Extracted text:
● ● ● ●

He also gave his opinion on the leadership qualities of Finance Minister Tendai Biti who doubles up as the MDC-T secretary general and the party’s spokesman, Nelson Chamisa, exposure analysts said would have some sizeable impact on the country’s political landscape.

In his confidential diplomatic cables, Dell made some disparaging comments on President Mugabe, labelling him ruthless, adding that “he is fundamentally hampered by several factors: his belief in his own infallibility and his obsessive focus on the past as justification for everything in the present and future.”

But he was quick to add that: “To give him his due, he is a brilliant tactician.”
However, it’s Dell’s perception on Prime Minister Tsvangirai that analysts say would provide ZANU-PF with election campaign fodder as the country braces for fresh polls to bring finality to the shaky government of national unity (GNU).

While mentioning that the premier was a democrat and a brave man, probably for standing up against President Mugabe and ZANU-PF, Dell viewed him as a flawed figure, “not readily open to advice, indecisive and with questionable judgment.”

● ● ● ●

Excerpts from point annotation data:
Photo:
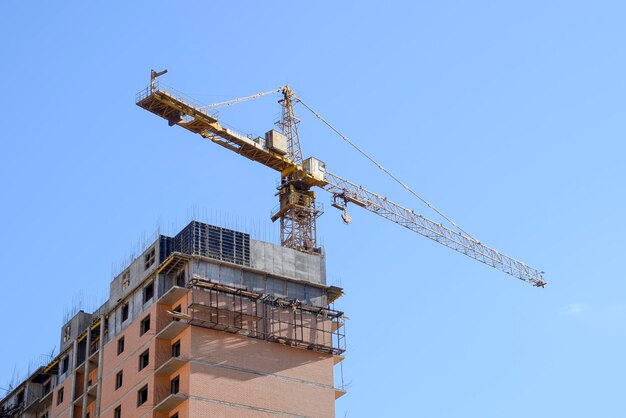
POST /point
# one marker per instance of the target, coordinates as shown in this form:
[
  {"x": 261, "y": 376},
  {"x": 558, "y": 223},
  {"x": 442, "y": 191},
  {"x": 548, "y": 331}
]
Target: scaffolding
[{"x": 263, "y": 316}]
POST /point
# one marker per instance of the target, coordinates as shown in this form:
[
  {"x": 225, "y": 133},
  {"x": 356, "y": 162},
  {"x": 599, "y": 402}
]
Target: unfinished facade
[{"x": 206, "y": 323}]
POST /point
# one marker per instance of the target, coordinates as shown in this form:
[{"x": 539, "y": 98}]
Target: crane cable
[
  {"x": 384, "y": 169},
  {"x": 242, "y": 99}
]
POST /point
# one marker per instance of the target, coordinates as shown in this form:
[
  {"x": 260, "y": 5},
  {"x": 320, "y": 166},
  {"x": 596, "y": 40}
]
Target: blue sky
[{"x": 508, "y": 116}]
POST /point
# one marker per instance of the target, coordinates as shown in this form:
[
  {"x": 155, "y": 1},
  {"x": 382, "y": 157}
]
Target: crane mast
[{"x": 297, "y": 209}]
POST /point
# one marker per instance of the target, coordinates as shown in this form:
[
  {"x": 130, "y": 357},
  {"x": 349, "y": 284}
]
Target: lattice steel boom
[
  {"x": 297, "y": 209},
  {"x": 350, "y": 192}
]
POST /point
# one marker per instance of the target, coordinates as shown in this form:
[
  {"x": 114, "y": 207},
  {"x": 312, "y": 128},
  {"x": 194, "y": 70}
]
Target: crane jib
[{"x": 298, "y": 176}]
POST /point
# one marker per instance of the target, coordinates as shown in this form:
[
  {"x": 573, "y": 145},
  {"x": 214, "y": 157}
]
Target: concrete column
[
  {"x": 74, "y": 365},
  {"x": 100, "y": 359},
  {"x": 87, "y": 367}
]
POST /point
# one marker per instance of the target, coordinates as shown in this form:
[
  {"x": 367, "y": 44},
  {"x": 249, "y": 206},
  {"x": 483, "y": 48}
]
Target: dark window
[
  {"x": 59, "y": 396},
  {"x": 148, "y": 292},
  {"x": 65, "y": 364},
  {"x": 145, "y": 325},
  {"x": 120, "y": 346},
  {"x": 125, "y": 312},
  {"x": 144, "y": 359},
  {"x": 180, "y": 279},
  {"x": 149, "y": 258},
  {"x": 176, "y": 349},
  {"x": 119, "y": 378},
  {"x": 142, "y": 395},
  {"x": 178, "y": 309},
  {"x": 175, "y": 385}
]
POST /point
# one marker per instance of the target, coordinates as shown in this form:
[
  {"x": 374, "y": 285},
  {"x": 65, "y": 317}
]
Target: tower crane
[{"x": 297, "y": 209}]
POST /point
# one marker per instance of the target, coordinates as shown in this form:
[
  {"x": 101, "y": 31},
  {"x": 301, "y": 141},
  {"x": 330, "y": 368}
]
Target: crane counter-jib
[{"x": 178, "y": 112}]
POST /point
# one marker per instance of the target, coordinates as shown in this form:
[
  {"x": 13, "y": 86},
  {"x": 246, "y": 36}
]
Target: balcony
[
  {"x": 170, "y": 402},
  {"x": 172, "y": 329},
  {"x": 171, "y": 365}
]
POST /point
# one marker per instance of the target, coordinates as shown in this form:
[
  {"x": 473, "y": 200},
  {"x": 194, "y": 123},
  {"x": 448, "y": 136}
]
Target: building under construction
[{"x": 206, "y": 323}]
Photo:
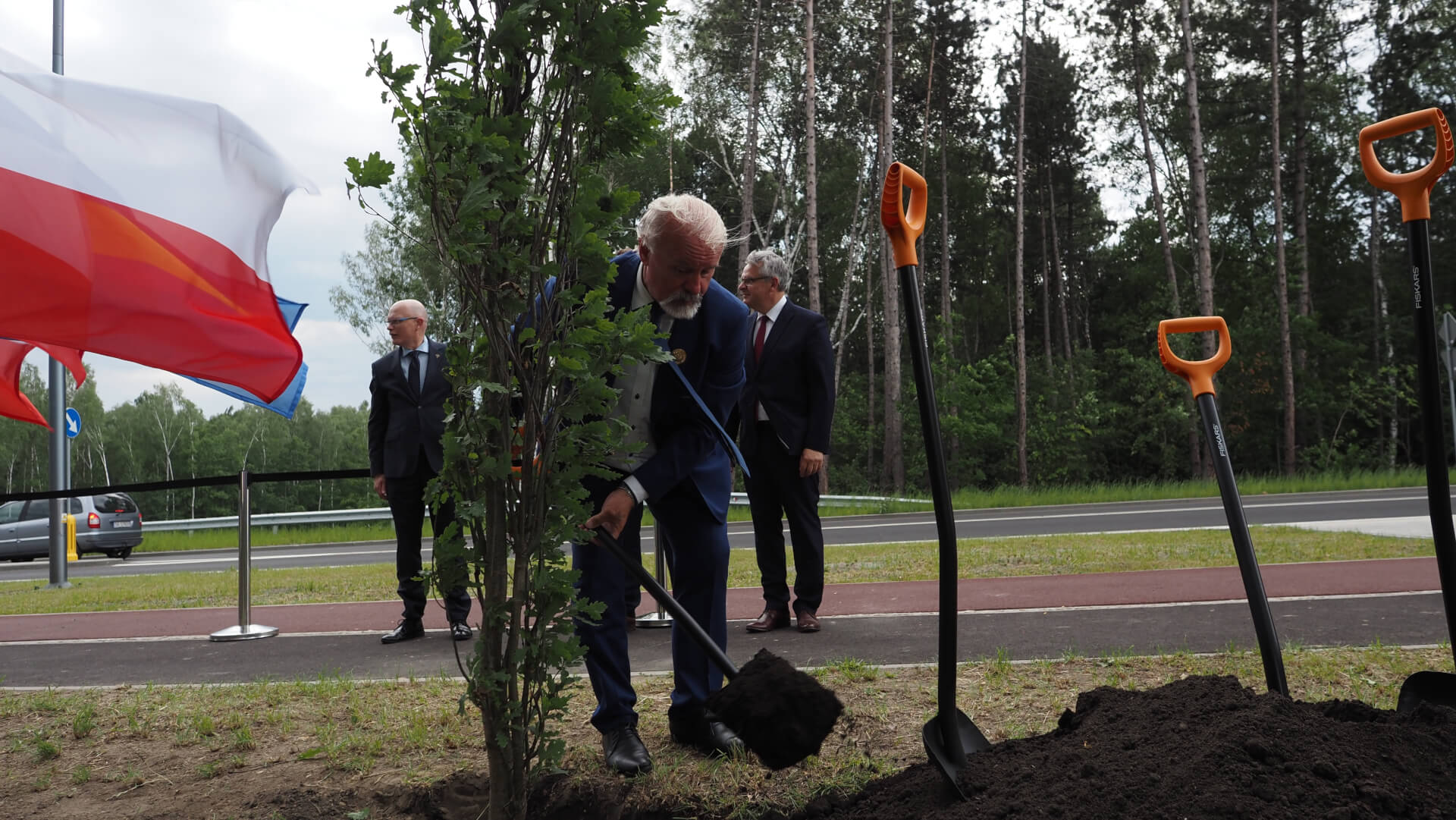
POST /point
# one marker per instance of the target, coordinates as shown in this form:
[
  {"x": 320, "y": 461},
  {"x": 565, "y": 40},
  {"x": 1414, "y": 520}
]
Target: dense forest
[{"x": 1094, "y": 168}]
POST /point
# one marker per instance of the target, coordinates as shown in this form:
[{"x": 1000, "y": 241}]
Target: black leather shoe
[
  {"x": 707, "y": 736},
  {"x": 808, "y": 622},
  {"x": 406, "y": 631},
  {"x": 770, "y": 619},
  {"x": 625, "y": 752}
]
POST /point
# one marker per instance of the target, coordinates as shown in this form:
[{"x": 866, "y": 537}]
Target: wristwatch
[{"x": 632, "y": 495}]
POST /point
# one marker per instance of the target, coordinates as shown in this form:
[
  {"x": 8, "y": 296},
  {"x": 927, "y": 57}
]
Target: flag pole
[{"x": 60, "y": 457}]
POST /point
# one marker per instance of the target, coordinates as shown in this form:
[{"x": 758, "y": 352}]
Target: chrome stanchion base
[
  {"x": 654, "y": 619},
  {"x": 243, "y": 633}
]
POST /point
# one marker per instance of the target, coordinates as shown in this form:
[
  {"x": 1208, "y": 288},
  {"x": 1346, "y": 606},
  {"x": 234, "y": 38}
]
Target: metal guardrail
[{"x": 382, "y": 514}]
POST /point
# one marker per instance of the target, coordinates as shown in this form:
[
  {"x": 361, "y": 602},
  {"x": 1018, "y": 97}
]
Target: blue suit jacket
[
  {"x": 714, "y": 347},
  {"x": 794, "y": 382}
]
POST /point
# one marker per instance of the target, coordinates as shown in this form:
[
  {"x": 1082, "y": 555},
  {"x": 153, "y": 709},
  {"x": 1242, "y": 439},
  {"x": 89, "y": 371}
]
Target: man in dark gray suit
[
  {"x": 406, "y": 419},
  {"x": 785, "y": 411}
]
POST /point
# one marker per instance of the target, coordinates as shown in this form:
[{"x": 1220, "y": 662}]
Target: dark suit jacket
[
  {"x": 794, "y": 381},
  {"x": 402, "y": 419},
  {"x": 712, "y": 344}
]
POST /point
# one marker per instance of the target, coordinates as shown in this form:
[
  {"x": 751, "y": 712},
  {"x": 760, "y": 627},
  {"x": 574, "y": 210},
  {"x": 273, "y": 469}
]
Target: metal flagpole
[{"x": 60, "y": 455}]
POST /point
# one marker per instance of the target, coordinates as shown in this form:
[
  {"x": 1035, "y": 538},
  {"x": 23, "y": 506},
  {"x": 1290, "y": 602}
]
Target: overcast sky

● ● ● ●

Challenges:
• 1. According to the excerpt about Dell's cables, what party post does Finance Minister Tendai Biti also hold?
• 2. Please find every line of the listing that contains the string "blue" and copy each one. Case counts.
The listing has no connection to the excerpt about Dell's cables.

Answers below:
• 1. He is the MDC-T secretary general.

• 2.
Target: blue sky
Target: blue suit jacket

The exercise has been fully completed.